--- START OF Given data ---

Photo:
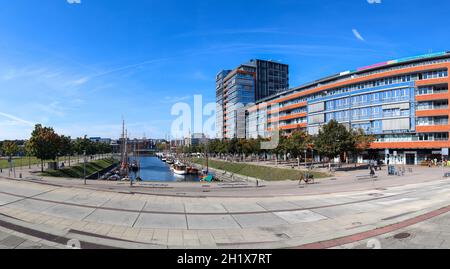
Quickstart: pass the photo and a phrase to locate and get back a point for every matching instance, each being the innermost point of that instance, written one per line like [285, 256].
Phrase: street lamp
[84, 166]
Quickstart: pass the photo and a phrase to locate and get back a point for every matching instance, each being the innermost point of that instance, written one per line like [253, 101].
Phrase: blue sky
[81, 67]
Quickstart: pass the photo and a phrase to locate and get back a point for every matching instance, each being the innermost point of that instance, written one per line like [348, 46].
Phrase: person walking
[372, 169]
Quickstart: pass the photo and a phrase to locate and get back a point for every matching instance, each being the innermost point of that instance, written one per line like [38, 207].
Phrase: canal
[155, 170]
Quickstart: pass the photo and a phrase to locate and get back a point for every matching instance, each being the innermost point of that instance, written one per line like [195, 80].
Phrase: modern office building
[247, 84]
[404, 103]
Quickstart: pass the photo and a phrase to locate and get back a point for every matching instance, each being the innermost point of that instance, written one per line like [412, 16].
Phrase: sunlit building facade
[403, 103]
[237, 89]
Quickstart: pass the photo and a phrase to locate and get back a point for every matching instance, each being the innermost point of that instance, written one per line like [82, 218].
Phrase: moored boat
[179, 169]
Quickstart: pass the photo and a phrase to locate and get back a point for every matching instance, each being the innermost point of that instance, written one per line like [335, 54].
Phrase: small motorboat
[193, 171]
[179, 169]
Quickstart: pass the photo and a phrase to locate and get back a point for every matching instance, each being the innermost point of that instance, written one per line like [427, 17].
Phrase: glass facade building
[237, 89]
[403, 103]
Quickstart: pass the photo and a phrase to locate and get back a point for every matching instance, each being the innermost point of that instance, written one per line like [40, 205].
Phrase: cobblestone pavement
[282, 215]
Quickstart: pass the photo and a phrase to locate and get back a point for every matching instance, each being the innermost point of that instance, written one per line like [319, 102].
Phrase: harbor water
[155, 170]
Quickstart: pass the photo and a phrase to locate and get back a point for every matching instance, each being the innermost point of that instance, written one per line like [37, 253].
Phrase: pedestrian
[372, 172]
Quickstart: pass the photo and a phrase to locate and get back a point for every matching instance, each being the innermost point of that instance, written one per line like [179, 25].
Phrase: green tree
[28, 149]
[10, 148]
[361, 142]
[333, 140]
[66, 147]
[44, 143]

--- END OF Given data ---

### Short exercise
Rescale the rows starting at the line that contains "like [37, 253]." and ending at the last row, writing out every line again, requests included, with each point coordinate in the answers multiplied by 2 and rounded to a whole number, halves up. Keep the numbers in the requests and their format samples unchanged.

### Task result
Quickstart: pass the photo and a phrase to locate and get back a point for every matching instance, each being the innermost point of that instance, written one per line like [37, 253].
Phrase: pedestrian
[744, 344]
Quickstart: pass the photo and a phrase to locate and get back a point for every matching instance, each being the innermost point of that instance, written one per line like [179, 25].
Phrase: green tree
[56, 298]
[20, 296]
[722, 284]
[666, 280]
[132, 294]
[88, 286]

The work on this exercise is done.